**Task to carry out**. Give back every entry in full, exactly as it reads.

Records shown section start

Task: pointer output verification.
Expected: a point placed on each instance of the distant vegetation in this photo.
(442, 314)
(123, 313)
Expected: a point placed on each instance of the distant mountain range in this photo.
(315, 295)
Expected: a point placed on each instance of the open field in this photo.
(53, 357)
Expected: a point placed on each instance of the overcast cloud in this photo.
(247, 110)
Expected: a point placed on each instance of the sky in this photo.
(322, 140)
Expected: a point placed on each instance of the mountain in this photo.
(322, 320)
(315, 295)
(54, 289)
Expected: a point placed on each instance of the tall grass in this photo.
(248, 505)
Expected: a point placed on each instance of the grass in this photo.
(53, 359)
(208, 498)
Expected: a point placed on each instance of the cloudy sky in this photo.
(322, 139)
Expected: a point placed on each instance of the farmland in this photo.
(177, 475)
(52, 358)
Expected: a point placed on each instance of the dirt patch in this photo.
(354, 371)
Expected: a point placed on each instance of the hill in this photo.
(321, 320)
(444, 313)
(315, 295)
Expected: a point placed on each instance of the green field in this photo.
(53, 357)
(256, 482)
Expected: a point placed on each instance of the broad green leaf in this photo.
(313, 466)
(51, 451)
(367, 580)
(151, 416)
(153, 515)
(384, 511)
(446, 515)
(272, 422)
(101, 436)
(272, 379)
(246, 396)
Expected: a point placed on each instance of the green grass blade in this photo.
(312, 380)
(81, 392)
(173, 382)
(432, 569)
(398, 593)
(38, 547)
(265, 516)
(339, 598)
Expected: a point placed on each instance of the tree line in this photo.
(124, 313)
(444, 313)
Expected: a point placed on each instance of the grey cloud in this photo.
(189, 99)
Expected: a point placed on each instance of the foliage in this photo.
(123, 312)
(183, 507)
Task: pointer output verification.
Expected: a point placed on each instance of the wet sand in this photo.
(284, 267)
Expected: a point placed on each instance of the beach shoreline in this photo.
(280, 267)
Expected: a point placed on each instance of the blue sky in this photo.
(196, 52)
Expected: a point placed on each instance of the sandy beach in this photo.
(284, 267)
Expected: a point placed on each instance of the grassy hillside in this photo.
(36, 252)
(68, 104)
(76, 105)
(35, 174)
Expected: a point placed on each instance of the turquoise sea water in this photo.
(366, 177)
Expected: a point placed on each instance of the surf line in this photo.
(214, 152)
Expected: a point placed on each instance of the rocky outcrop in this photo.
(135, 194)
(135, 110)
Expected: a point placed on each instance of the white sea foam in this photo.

Records shown section end

**Result for this exercise**.
Task: pointer output verification.
Expected: a point placed on each instance of the distant vegetation in this photo.
(442, 314)
(123, 313)
Expected: a point placed on each instance of the distant mountain range in this photo.
(315, 295)
Expected: a point placed on each instance of the open field in this photo.
(53, 357)
Expected: a point placed on each instance of the overcast cloud in this photo.
(247, 110)
Expected: a point placed on each instance of the sky in this photo.
(322, 140)
Expected: a point placed on each instance of the mountain in this photo.
(322, 320)
(315, 295)
(54, 289)
Expected: a point placed on each instance of the tall grass in this photo.
(248, 505)
Expected: a point placed on each instance of the grass in this photo.
(53, 359)
(208, 498)
Expected: a point placed on each instance of the cloudy sky in this photo.
(322, 139)
Expected: a point placed on each instance of the farmland in this photo.
(177, 475)
(52, 358)
Expected: a point placed on each instance of the dirt patch in this photo.
(354, 371)
Expected: a point placed on each instance of the hill in this photo.
(321, 320)
(444, 313)
(315, 295)
Expected: a point placed on each instance of the green field in this photo.
(53, 357)
(256, 482)
Expected: a point placed on each instance of the broad green leaf in this photo.
(313, 466)
(51, 451)
(367, 580)
(151, 416)
(153, 515)
(384, 511)
(446, 515)
(272, 422)
(101, 436)
(272, 379)
(246, 396)
Expected: a point placed on each instance of the green grass blade in this photo.
(312, 380)
(81, 392)
(173, 382)
(432, 569)
(398, 593)
(38, 547)
(265, 516)
(339, 598)
Expected: a point placed on each instance of the tree line in this photo.
(124, 313)
(444, 313)
Expected: a point placed on each instance of the grey cloud in this photo.
(189, 99)
Expected: a point placed on each instance of the foliage in this photo.
(123, 312)
(183, 507)
Task: pointer output verification.
Expected: a point placed on each instance of the wet sand in this photo.
(284, 267)
Expected: a point placed on each instance of the beach shoreline in this photo.
(280, 267)
Expected: a point placed on each instance of the blue sky in this photo.
(196, 52)
Expected: a point placed on each instance of the sandy beach in this photo.
(284, 267)
Expected: a point placed on each instance of the grassy hillside in this photo.
(36, 252)
(68, 104)
(76, 105)
(35, 174)
Expected: a point placed on each instance of the turquoise sea water in this photo.
(366, 177)
Expected: a point placed on each instance of the surf line in this photo.
(214, 152)
Expected: a point placed on each instance of the rocky outcrop in this photo.
(135, 194)
(135, 110)
Expected: a point placed on each instance of the white sea foam in this photo.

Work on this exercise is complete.